Position annotation records
--- begin ---

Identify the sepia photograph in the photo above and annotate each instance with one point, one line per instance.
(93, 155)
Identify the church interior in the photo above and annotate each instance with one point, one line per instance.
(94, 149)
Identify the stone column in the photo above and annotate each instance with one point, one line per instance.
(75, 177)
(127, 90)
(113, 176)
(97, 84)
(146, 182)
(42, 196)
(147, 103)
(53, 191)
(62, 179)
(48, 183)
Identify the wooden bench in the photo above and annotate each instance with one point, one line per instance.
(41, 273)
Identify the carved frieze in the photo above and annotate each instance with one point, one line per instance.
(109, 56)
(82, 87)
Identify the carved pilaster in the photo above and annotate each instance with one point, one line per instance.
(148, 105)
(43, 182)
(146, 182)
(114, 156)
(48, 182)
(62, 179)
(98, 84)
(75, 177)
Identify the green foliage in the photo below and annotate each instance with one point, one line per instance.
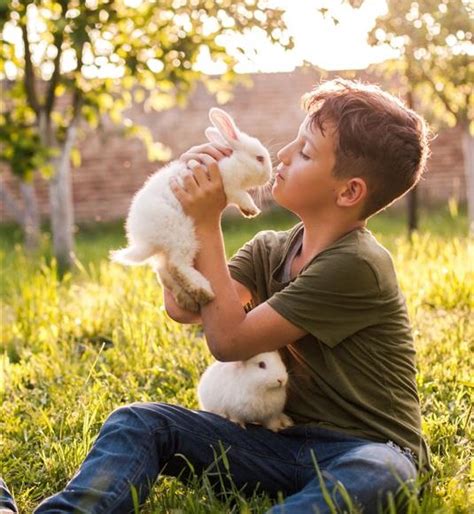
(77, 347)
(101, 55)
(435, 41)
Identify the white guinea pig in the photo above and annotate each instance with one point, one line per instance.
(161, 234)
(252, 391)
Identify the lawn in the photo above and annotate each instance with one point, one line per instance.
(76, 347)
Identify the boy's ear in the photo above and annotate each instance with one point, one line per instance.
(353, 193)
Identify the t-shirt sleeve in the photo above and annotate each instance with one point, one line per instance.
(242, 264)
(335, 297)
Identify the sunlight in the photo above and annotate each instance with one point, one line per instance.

--- end ---

The exercise -
Can you repeat every one of the lines above word for word, leaving out the pictures?

The completed task -
Identify the sepia photograph in the photo above and annotate each instance with one point, one line per instance.
(93, 155)
Identify the church interior in the photo above and annotate each instance with one point, one line per instance.
(94, 149)
Identify the stone column in the photo above and annotate each instance with one point, one line per instance.
(75, 177)
(127, 90)
(113, 176)
(97, 84)
(146, 182)
(42, 196)
(147, 103)
(53, 191)
(62, 179)
(48, 183)
Identify the wooden bench in the photo above and annotate each instance with one point, one line per instance.
(41, 273)
Identify the carved frieze in the photo above and annotate each instance with one point, one line per instance.
(109, 56)
(82, 87)
Identify the carved pilaster in the photo above and annotate each instance with one point, one line per instance.
(148, 105)
(43, 182)
(146, 182)
(114, 156)
(48, 182)
(62, 179)
(98, 84)
(75, 177)
Identify the green foliage in the photo below and annotate each instance with one point, one line per instance.
(77, 347)
(101, 55)
(435, 41)
Identify the white guinea pig in the photo above and annotate each instance with one point, one line per instance.
(161, 234)
(252, 391)
Identify the lawn in the photo above and annotate each instance with one point, one line per instance.
(76, 347)
Identify the boy's ear in the photo above and annotate each instance with one point, one line per instance.
(353, 193)
Identify the t-shirt sleeve in the photo above and annotate each instance with one point, one line per instance.
(242, 264)
(335, 297)
Identify the sunlight in the photo above and annotate each instance with one point, one line per instance.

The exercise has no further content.